## INSTRUCTIONS FOR THE TASK
Comb through the entries for "blue" and pull out each line that holds it.

## RAW DATA
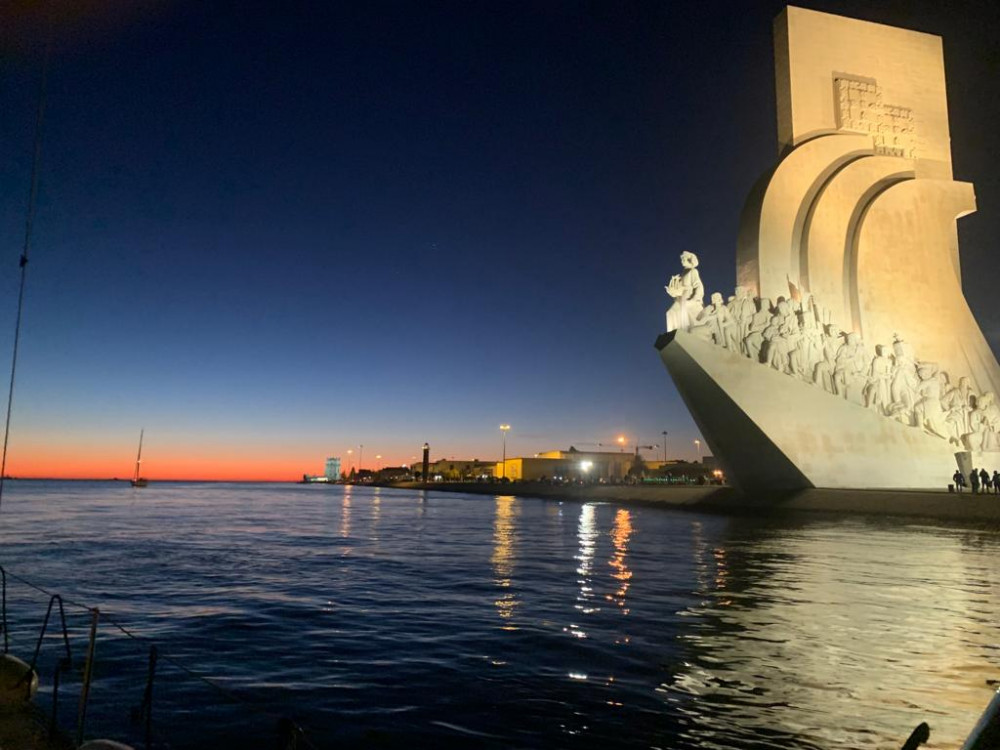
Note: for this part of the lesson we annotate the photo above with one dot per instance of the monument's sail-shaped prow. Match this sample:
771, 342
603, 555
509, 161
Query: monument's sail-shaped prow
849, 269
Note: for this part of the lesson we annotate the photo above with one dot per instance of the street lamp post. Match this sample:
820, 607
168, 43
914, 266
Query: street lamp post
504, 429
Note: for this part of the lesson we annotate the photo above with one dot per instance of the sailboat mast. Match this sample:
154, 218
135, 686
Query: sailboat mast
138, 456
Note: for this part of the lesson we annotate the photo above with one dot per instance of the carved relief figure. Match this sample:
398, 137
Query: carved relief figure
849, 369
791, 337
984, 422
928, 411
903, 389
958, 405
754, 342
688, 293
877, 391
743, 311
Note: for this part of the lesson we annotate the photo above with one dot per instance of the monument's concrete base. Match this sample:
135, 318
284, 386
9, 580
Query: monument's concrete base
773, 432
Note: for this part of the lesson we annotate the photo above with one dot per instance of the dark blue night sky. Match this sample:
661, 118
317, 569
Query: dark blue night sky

## PROBLEM SOLUTION
Note: for this part of the lesson we annotate the photo above with one dot per instance of the dark blue night sky. Match this sample:
Query: dark blue night sky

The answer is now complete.